### Recorded data
########################################

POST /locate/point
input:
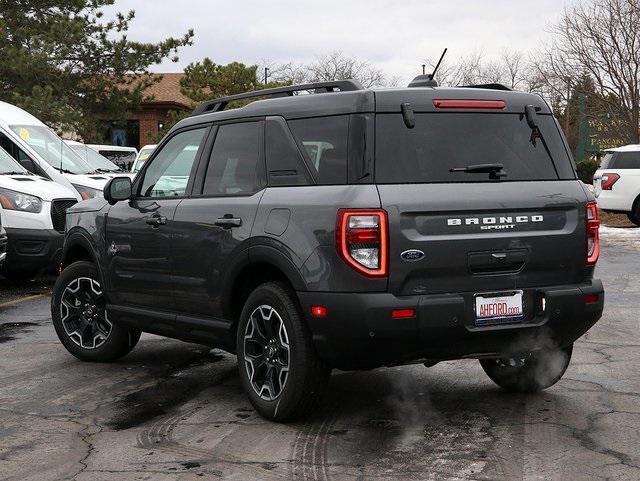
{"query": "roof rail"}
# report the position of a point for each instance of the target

########################################

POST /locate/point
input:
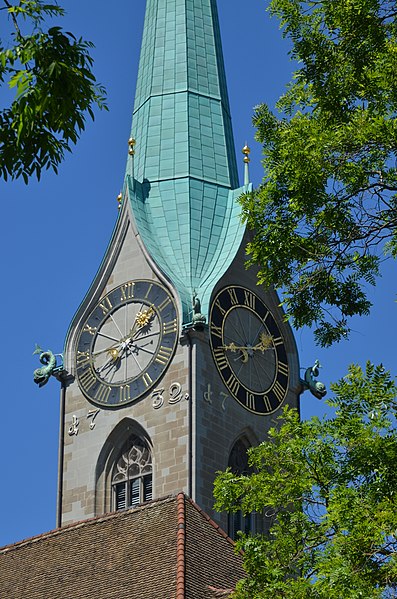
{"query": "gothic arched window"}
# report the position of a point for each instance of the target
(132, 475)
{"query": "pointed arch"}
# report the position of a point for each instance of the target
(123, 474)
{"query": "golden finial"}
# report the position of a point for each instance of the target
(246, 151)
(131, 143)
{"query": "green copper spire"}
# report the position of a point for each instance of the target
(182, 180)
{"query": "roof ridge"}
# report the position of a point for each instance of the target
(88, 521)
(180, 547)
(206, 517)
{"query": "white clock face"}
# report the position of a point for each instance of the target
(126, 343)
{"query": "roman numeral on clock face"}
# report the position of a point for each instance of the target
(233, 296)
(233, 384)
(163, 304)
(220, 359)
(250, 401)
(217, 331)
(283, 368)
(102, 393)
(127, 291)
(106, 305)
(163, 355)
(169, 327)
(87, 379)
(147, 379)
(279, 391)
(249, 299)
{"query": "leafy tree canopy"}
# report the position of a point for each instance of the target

########################################

### Set exercise
How many lines in the items above contain the string "query"? Reply with the number alone.

### Task result
9